──────── Supplied records ────────

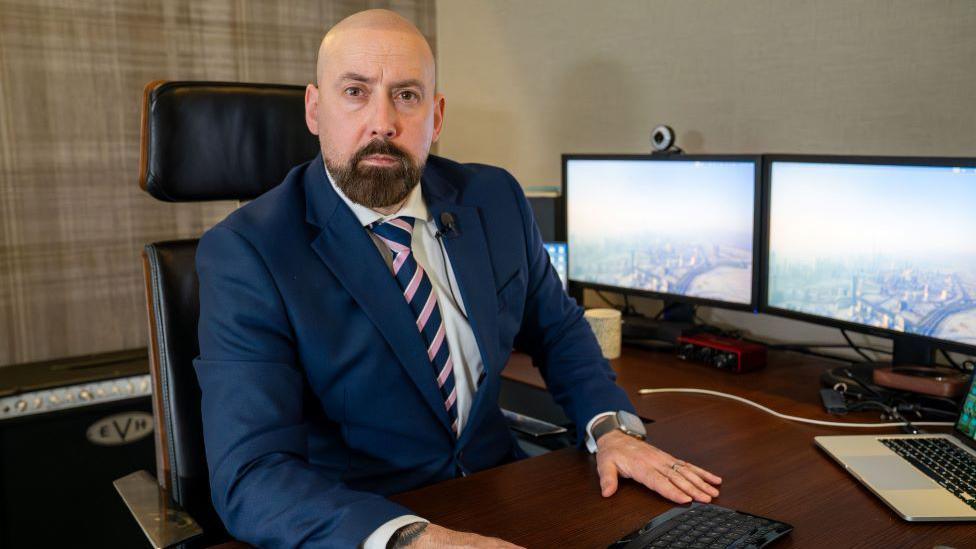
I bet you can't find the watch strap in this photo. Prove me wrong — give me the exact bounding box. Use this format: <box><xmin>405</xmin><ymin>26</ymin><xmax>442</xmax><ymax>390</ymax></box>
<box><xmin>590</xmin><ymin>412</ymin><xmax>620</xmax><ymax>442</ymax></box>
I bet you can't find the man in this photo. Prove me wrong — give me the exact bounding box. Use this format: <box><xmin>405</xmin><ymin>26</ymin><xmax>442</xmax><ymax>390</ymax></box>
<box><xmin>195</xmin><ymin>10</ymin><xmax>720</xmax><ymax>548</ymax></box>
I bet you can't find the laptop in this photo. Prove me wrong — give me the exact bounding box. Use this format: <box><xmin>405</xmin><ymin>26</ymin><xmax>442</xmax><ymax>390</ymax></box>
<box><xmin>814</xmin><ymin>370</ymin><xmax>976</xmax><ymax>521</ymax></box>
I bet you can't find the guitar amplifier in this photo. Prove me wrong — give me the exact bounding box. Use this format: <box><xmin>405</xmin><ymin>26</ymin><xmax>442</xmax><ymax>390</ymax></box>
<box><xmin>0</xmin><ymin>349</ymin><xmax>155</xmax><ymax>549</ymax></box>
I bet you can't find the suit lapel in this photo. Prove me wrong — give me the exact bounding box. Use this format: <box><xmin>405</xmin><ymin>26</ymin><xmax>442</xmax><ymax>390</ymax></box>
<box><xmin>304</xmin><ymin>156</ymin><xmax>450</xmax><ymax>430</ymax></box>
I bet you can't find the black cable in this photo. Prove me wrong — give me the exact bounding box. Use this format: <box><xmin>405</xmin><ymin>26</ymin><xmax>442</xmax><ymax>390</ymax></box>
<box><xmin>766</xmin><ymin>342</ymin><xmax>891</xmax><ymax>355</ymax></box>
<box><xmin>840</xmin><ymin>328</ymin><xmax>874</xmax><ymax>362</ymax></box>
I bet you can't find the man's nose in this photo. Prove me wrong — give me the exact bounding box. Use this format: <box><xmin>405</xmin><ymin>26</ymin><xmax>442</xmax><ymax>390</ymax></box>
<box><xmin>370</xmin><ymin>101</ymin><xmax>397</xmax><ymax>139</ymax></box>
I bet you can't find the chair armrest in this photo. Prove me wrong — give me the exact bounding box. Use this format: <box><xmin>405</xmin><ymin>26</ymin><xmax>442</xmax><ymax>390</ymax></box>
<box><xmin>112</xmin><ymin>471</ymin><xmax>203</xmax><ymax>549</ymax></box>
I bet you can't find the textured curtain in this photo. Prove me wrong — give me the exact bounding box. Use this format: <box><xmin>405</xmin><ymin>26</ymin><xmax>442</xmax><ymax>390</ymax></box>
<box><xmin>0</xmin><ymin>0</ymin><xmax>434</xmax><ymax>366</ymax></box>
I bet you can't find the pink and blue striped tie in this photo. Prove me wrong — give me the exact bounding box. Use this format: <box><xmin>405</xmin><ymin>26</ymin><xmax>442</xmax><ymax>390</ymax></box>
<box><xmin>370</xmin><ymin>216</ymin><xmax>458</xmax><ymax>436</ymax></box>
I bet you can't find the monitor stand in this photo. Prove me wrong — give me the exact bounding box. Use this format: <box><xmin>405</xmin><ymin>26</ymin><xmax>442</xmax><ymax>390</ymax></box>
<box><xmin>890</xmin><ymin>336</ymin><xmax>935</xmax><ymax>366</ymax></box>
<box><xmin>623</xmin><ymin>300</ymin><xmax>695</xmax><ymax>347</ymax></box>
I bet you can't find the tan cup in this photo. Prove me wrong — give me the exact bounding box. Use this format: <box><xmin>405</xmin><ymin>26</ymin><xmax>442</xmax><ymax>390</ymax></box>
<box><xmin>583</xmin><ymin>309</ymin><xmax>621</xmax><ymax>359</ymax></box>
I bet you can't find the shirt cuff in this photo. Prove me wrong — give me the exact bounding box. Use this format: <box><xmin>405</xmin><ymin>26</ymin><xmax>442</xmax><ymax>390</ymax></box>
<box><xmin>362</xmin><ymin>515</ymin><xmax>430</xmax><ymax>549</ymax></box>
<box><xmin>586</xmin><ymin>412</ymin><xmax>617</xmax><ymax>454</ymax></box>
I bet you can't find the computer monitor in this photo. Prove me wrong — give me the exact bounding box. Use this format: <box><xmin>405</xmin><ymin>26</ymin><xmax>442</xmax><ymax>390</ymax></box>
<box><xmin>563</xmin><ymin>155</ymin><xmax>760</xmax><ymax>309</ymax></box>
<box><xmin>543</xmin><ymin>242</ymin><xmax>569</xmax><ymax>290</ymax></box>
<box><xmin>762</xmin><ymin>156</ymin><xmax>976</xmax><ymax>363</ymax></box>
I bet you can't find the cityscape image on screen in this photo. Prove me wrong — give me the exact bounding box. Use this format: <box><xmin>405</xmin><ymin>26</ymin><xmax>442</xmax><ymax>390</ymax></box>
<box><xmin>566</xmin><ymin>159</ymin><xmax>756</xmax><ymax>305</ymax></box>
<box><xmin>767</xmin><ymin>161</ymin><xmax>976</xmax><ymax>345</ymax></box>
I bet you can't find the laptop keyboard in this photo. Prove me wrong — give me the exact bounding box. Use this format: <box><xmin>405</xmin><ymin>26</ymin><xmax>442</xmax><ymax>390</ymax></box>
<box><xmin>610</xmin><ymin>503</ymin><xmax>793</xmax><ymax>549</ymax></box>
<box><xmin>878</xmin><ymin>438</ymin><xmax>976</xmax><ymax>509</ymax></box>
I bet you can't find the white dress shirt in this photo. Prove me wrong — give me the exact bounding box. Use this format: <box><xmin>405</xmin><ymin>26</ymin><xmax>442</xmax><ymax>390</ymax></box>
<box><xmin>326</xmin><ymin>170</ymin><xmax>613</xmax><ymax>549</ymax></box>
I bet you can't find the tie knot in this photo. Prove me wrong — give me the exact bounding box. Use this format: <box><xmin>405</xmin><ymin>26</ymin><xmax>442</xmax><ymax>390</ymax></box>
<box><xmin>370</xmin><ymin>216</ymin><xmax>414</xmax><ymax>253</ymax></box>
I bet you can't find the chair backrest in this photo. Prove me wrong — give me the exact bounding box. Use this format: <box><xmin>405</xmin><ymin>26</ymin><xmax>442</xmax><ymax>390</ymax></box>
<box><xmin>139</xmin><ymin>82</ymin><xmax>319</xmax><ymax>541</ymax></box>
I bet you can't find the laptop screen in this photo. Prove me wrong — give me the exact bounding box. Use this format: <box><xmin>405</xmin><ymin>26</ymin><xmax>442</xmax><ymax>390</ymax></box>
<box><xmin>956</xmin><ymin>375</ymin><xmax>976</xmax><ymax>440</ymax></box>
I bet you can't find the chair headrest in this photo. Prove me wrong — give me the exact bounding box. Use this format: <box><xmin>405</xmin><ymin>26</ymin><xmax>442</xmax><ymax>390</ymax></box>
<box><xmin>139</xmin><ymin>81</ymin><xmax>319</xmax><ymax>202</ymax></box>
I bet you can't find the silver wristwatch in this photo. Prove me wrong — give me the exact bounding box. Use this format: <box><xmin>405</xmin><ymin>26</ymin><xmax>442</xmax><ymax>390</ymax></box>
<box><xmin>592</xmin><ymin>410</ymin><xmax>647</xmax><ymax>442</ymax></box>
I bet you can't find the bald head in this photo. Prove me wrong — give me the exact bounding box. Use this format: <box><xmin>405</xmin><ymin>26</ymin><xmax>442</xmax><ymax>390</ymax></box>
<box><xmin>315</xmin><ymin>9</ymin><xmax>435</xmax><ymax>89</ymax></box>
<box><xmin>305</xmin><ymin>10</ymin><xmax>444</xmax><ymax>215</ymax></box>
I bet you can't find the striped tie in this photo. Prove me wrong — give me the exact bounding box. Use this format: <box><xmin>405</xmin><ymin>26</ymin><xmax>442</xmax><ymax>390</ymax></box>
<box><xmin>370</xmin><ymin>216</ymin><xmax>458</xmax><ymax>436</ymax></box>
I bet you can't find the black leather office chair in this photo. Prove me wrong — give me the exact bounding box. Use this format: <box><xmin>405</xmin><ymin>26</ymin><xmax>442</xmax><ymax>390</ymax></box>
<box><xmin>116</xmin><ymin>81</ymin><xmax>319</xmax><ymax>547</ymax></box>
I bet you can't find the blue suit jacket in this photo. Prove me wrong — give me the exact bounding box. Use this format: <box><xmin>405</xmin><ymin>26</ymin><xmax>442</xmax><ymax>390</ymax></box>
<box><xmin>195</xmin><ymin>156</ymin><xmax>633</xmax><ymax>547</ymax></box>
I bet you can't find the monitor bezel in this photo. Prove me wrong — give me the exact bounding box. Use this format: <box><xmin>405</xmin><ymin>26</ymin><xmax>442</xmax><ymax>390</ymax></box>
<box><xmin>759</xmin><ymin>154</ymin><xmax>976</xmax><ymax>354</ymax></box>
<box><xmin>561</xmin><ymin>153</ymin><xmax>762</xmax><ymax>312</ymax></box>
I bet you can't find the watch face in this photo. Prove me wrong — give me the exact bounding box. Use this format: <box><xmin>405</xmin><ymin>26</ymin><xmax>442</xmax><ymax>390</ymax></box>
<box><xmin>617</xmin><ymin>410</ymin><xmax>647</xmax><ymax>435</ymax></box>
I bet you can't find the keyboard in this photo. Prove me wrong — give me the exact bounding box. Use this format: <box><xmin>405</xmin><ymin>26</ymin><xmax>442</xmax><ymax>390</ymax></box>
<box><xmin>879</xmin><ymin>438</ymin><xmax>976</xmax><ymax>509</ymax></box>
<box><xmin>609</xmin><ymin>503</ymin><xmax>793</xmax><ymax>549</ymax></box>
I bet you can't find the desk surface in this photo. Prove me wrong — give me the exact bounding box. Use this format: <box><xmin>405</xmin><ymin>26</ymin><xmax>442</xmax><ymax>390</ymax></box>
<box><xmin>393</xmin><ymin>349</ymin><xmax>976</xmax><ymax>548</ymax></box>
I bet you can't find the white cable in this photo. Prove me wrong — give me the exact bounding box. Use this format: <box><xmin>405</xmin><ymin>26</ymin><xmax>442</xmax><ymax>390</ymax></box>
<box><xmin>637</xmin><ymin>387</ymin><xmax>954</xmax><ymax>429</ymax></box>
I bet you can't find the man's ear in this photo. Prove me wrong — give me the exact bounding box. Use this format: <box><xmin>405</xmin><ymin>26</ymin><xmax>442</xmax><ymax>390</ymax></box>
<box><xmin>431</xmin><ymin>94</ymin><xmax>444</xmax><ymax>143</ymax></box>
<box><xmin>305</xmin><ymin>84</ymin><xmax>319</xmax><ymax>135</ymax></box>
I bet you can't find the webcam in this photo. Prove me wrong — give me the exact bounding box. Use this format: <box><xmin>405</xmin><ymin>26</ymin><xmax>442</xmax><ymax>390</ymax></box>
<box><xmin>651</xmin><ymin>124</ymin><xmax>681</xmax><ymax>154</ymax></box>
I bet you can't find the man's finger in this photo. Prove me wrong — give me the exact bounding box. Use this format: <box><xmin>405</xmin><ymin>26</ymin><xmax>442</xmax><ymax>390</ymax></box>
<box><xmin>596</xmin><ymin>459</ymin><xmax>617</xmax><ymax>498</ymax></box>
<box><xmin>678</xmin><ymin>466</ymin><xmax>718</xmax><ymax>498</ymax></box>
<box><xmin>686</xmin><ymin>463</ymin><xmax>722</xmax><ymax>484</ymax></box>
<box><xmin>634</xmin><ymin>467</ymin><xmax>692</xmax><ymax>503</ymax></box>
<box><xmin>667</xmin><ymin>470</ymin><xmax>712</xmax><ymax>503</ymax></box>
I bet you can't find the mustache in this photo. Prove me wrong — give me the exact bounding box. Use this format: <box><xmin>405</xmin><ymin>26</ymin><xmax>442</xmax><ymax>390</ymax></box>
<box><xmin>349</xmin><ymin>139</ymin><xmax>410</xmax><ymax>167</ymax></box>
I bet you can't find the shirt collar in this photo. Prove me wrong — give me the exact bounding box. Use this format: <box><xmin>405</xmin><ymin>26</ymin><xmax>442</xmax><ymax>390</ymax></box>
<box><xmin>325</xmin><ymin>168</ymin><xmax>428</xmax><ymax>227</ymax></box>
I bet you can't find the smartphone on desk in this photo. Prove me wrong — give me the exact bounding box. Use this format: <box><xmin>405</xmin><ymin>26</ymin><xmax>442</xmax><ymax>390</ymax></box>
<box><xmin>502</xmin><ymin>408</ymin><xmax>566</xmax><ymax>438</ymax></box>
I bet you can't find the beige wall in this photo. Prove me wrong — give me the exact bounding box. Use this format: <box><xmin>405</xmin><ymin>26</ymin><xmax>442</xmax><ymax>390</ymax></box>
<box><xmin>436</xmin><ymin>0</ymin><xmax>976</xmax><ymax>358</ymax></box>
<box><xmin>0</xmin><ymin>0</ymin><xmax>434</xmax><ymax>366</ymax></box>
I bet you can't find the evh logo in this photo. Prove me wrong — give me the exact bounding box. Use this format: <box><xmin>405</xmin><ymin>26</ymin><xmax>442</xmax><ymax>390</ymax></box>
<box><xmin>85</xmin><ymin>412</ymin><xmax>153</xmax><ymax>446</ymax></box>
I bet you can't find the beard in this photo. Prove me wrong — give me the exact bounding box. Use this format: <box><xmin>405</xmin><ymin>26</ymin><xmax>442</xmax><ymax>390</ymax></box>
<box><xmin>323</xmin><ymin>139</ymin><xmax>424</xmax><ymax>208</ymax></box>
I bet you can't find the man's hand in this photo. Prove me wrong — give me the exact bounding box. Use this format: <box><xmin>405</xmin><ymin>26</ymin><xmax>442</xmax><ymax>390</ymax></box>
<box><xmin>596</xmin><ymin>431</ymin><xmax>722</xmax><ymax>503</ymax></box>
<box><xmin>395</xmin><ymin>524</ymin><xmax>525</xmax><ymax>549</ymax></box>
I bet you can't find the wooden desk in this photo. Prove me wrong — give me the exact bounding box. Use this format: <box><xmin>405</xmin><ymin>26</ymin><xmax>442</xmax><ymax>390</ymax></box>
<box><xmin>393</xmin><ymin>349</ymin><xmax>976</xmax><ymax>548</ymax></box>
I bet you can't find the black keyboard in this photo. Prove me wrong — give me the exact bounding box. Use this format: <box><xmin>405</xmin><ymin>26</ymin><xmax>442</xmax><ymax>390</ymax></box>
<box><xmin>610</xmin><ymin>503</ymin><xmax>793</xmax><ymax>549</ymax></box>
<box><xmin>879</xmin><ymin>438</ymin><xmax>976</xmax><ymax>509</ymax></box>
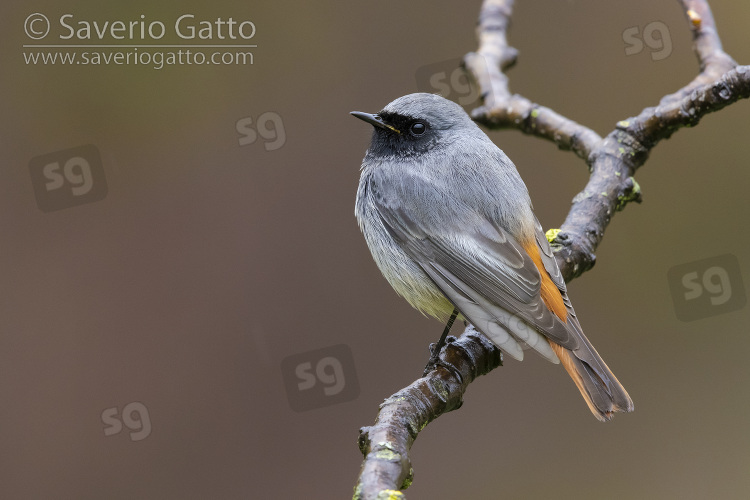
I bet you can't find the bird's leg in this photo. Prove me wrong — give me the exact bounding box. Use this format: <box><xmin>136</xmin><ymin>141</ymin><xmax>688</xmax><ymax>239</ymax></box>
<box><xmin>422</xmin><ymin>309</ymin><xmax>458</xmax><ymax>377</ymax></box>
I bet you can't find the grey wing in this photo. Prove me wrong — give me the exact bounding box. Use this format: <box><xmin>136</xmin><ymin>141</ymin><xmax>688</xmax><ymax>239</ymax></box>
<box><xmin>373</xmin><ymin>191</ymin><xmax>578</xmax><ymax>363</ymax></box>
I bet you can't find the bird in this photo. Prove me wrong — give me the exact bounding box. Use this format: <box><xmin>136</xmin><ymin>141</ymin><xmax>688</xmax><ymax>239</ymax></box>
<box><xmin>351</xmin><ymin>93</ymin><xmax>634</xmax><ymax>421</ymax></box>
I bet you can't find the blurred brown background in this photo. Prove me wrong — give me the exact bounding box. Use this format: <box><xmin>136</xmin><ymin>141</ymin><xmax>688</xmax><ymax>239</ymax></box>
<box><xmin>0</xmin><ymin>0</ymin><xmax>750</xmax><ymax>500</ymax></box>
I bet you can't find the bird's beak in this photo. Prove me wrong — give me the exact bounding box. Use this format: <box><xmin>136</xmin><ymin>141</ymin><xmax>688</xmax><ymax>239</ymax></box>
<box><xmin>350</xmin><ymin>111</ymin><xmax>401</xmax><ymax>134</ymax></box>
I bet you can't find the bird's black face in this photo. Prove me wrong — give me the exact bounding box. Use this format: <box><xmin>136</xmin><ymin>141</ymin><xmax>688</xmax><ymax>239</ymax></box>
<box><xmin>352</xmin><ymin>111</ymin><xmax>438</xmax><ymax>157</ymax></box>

────────

Lay out the part of the items that opens with the line containing "I bet you can't find the blurred" and runs through the end of the items as a Markdown table. Use two columns, Row for each line's number and Content for the line, and leave out blank lines.

| Row | Content |
|---|---|
| 1 | I bet you can't find the blurred brown background in this photo. Prove me wrong — give me the exact bounding box. Use this format: <box><xmin>136</xmin><ymin>141</ymin><xmax>688</xmax><ymax>239</ymax></box> |
| 2 | <box><xmin>0</xmin><ymin>0</ymin><xmax>750</xmax><ymax>500</ymax></box> |
| 3 | I bet you can't find the bird's beak in this photo. Prove me wrong — give me the exact bounding box. Use this format: <box><xmin>136</xmin><ymin>141</ymin><xmax>688</xmax><ymax>239</ymax></box> |
| 4 | <box><xmin>350</xmin><ymin>111</ymin><xmax>401</xmax><ymax>134</ymax></box> |
| 5 | I bet you can't find the bird's black face in this photo. Prove me wrong — give me the exact bounding box. Use this format: <box><xmin>136</xmin><ymin>141</ymin><xmax>688</xmax><ymax>239</ymax></box> |
| 6 | <box><xmin>352</xmin><ymin>111</ymin><xmax>438</xmax><ymax>157</ymax></box> |